◆ **What is required**: Show each line of the data below that contains the string "arched", treating case as significant.

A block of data
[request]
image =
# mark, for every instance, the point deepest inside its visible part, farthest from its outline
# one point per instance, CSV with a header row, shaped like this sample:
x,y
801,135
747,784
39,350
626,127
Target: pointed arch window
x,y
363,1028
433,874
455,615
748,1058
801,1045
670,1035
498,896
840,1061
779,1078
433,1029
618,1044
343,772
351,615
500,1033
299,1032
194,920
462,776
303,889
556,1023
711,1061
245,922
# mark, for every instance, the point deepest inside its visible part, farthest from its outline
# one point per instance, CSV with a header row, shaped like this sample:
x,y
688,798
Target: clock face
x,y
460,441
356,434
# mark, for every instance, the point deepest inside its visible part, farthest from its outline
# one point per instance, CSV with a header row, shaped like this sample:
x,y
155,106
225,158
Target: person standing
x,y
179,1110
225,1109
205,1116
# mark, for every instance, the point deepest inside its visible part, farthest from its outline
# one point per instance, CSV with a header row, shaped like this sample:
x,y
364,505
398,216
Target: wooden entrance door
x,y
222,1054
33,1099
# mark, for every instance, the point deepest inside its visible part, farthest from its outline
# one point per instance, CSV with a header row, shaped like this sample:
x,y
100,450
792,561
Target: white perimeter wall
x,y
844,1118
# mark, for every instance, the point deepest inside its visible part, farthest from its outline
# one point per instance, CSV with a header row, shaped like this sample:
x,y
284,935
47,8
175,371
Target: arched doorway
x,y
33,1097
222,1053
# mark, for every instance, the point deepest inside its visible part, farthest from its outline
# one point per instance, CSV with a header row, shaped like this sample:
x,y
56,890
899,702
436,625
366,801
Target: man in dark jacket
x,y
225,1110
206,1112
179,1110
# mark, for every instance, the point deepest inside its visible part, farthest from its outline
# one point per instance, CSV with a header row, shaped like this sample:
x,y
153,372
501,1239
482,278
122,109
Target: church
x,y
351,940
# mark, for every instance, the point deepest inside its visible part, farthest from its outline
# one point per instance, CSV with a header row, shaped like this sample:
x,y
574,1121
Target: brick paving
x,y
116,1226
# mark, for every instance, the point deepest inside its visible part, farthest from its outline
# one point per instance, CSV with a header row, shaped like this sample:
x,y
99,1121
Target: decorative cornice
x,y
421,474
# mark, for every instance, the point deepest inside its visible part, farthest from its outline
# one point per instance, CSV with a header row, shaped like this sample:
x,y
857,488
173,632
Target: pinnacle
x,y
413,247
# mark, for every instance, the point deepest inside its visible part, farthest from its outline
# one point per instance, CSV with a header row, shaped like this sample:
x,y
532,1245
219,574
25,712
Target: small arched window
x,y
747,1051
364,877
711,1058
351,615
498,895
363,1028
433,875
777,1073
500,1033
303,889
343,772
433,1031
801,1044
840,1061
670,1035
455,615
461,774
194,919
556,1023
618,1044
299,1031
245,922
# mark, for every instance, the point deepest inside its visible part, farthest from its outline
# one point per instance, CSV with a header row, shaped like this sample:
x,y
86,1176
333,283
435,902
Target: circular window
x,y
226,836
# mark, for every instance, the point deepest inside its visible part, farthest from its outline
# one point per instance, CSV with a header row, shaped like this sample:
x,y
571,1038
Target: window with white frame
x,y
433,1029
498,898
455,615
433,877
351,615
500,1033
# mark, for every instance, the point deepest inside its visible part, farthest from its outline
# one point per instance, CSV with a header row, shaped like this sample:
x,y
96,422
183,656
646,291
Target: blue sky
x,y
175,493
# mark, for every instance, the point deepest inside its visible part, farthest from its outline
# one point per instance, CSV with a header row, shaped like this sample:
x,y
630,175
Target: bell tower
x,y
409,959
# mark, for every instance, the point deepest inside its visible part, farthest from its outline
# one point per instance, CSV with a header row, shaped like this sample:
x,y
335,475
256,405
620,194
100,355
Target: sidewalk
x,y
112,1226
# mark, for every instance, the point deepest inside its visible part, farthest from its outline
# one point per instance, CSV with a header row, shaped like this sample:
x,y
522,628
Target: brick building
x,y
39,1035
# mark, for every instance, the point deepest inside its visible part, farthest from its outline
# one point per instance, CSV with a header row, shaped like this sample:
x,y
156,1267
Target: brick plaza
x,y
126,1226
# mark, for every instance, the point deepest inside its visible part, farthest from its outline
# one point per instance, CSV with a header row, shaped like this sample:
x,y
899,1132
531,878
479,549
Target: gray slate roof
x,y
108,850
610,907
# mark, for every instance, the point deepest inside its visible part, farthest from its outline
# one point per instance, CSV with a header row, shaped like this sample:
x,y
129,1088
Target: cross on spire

◆ **Exercise answer**:
Target: arched doorway
Target: small arched window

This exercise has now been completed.